⟨

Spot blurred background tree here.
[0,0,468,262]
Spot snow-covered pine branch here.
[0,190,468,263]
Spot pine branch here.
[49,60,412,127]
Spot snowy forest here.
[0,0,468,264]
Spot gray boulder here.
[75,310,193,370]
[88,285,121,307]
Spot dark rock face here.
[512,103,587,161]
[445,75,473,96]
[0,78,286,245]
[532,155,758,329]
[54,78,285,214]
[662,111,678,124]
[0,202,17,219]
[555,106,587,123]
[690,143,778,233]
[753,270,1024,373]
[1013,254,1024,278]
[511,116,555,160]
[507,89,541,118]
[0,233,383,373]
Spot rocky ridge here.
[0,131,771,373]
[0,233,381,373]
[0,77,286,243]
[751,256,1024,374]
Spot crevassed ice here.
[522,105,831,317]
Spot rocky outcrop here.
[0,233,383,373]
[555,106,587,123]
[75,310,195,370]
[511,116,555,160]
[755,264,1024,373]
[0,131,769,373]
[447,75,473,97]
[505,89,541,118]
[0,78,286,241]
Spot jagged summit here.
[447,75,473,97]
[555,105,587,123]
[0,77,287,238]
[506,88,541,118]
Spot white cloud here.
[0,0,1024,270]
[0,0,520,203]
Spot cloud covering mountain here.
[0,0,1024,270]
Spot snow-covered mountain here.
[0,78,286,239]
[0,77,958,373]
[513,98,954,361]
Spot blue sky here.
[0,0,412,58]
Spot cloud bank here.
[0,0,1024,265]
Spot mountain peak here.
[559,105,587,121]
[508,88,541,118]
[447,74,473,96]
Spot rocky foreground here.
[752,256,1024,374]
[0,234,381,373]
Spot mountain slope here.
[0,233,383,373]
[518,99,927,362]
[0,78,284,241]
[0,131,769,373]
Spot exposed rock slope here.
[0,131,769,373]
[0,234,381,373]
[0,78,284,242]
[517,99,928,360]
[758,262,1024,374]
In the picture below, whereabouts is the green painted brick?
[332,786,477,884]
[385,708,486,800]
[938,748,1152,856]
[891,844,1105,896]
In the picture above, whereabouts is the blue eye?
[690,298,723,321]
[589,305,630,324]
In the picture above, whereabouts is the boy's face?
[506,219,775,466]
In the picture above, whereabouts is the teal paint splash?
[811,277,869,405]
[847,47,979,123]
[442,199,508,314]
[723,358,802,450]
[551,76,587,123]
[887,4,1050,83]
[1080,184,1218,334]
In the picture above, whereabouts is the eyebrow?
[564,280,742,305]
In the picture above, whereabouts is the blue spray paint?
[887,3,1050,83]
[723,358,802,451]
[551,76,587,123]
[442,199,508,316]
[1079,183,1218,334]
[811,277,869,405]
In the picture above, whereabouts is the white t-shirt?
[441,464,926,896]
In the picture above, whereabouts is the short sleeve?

⟩

What this task involves
Copy every line of the material above word for word.

Answer for the task
Spot blurred background tree here.
[0,0,468,262]
Spot snow-covered pine branch here.
[0,190,468,263]
Spot pine branch here.
[49,60,412,127]
Spot snowy forest here.
[0,0,468,264]
Spot gray boulder here.
[75,310,193,370]
[88,285,121,307]
Spot dark rock face here.
[512,103,587,161]
[445,75,473,96]
[0,78,286,245]
[532,155,758,329]
[54,78,285,214]
[662,111,678,124]
[0,202,17,219]
[555,106,587,123]
[690,143,778,233]
[753,270,1024,373]
[1013,254,1024,278]
[511,116,555,160]
[507,89,541,118]
[0,233,383,373]
Spot rocky ridge here.
[0,131,771,373]
[0,233,381,373]
[0,77,286,243]
[751,256,1024,374]
Spot crevassed ice here.
[522,105,831,317]
Spot rocky outcrop here.
[0,233,383,373]
[555,106,587,123]
[75,310,195,370]
[511,116,555,160]
[755,264,1024,373]
[0,131,769,373]
[447,75,473,97]
[505,89,541,118]
[0,78,286,241]
Spot jagged summit here.
[447,75,473,97]
[555,105,587,123]
[0,77,287,238]
[506,88,541,118]
Spot white cloud here.
[0,0,1024,270]
[0,0,520,203]
Spot cloud covering mountain here.
[0,0,1024,270]
Spot snow-covered mountain here.
[0,78,286,239]
[0,77,958,373]
[513,98,954,361]
Spot blue sky here.
[0,0,412,58]
Spot cloud bank here.
[0,0,1024,265]
Spot mountain peak here.
[559,105,587,121]
[508,88,541,118]
[447,74,473,96]
Spot rocky foreground here.
[752,256,1024,374]
[0,234,381,373]
Spot mountain slope here.
[0,233,383,373]
[518,99,927,362]
[0,78,284,241]
[0,131,769,373]
Spot exposed rock slope here.
[0,131,769,373]
[0,234,381,373]
[0,78,284,242]
[517,99,928,360]
[758,262,1024,374]
In the picture below, whereabouts is the green painted brick?
[332,786,477,884]
[385,708,486,800]
[938,748,1152,856]
[891,844,1105,896]
In the picture above, whereabouts is the blue eye?
[690,298,723,321]
[589,305,630,324]
In the picture above, whereabouts is the boy's face?
[506,219,775,466]
In the picture above, whereabouts is the teal paint splash?
[811,277,869,405]
[847,47,979,123]
[442,199,508,314]
[723,358,802,450]
[551,76,587,123]
[887,4,1050,83]
[1080,184,1218,334]
In the picture above, whereabouts is the eyebrow?
[564,280,742,305]
In the picture above, whereabouts is the blue spray paint?
[887,3,1050,83]
[723,358,802,451]
[551,76,587,123]
[442,199,508,316]
[1079,183,1218,334]
[811,277,869,405]
In the picture above, whereabouts is the white t-shirt?
[441,464,926,896]
In the picture above, whereabouts is the short sleeve?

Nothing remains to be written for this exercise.